» **EXERCISE SET**:
1. Retype the passage of the interview transcript on life in extreme environments from "Lynn Rothschild: One." to "like planet Earth.".
2. Continue the interview transcript on life in extreme environments, picking up right after its final sentence.

» **EXERCISE TEXT**:
----------

Lynn Rothschild: One. Exactly.
Host: But it’s also really interesting of what we typically know about biology and life. But then, as you’re talking about, finding life in the most extreme cases where we probably would never assume that anything would be alive.
Lynn Rothschild: Right. So the reason we’re interested in that — of course, we humans in general, not NASA —
Host: Yes. We — yes. Yes.
Lynn Rothschild: Putting on my hat that I occasionally wear as a human being, we’re interested in life in extreme environments because they have biotech potential. They give us an idea of the diversity of life on Earth and so on and so forth. But in terms of the astrobiology, the looking for life elsewhere, the reason we’re interested in this is because out there was a universe with habitable bodies, whether they’re moons or planets or even asteroids, that are not all like planet Earth.

----------

» **SOURCE MATERIAL**:
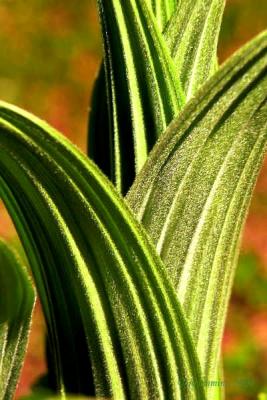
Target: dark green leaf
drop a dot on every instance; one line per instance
(95, 269)
(16, 304)
(193, 194)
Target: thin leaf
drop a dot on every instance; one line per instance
(94, 268)
(192, 36)
(193, 194)
(16, 305)
(143, 90)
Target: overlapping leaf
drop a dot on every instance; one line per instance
(163, 10)
(96, 272)
(192, 37)
(132, 92)
(16, 304)
(142, 89)
(193, 194)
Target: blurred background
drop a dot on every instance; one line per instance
(50, 53)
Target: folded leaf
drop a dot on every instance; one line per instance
(193, 194)
(143, 90)
(192, 36)
(16, 304)
(96, 272)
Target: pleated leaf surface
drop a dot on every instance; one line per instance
(193, 194)
(106, 296)
(17, 299)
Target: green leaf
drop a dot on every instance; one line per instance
(95, 269)
(193, 194)
(143, 96)
(163, 10)
(192, 36)
(16, 304)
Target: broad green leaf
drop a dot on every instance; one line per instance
(16, 304)
(143, 89)
(192, 36)
(96, 272)
(163, 10)
(193, 194)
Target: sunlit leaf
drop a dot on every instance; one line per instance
(192, 36)
(163, 10)
(143, 90)
(96, 272)
(193, 194)
(16, 304)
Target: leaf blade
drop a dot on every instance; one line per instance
(17, 301)
(174, 191)
(111, 261)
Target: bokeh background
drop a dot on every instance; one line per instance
(49, 55)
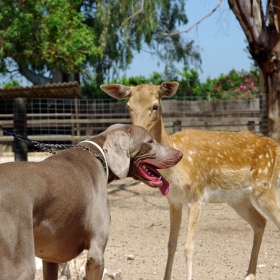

----------

» **WRITTEN ANSWERS**:
1.
Lynn Rothschild: One. Exactly.
Host: But it’s also really interesting of what we typically know about biology and life. But then, as you’re talking about, finding life in the most extreme cases where we probably would never assume that anything would be alive.
Lynn Rothschild: Right. So the reason we’re interested in that — of course, we humans in general, not NASA —
Host: Yes. We — yes. Yes.
Lynn Rothschild: Putting on my hat that I occasionally wear as a human being, we’re interested in life in extreme environments because they have biotech potential. They give us an idea of the diversity of life on Earth and so on and so forth. But in terms of the astrobiology, the looking for life elsewhere, the reason we’re interested in this is because out there was a universe with habitable bodies, whether they’re moons or planets or even asteroids, that are not all like planet Earth.

2.
So say we find something that’s just a little bit hotter or a little bit colder or a little bit whatever. Now, we have to start by looking at what the limits are for life on Earth and see if it overlaps. So if we know of an organism on the Earth, for example, that can live in basically boiling battery acid —
Host: Okay.
Lynn Rothschild: — like pH zero and boiling, and we find a place elsewhere like — well, we might have found on Venus —
Host: Yeah.
Lynn Rothschild: — if we’d gotten there a billion years ago, whatever.
Host: Okay.
Lynn Rothschild: Anyway, if we find a place like that, we don’t just laugh and say, “That’s boiling battery acid. We’ve seen that before.” We do say, “It’s boiling battery acid. We’ve seen that before, and it had life in it.”
Host: Okay.
Lynn Rothschild: Now, it doesn’t mean that there’s life there. It doesn’t mean it’s the same life. But it says it’s at least possible.
Host: Okay.
Lynn Rothschild: Now, that then — so it gives you an idea of the minimum envelope for life by understanding the extremes of life on the Earth. But that sort of segues into what I’ve been doing the last eight or nine years at NASA. And that is focusing I guess much of my attention — but my heart is still in the astrobiology. And actually, I do do some Earth science as well, looking back at planet Earth because I do happen to live on Earth. And it is our only example of life.
Host: A little biased.
Lynn Rothschild: And I obviously am very interested in things like phytoplankton blooms and harmful algal blooms and so on.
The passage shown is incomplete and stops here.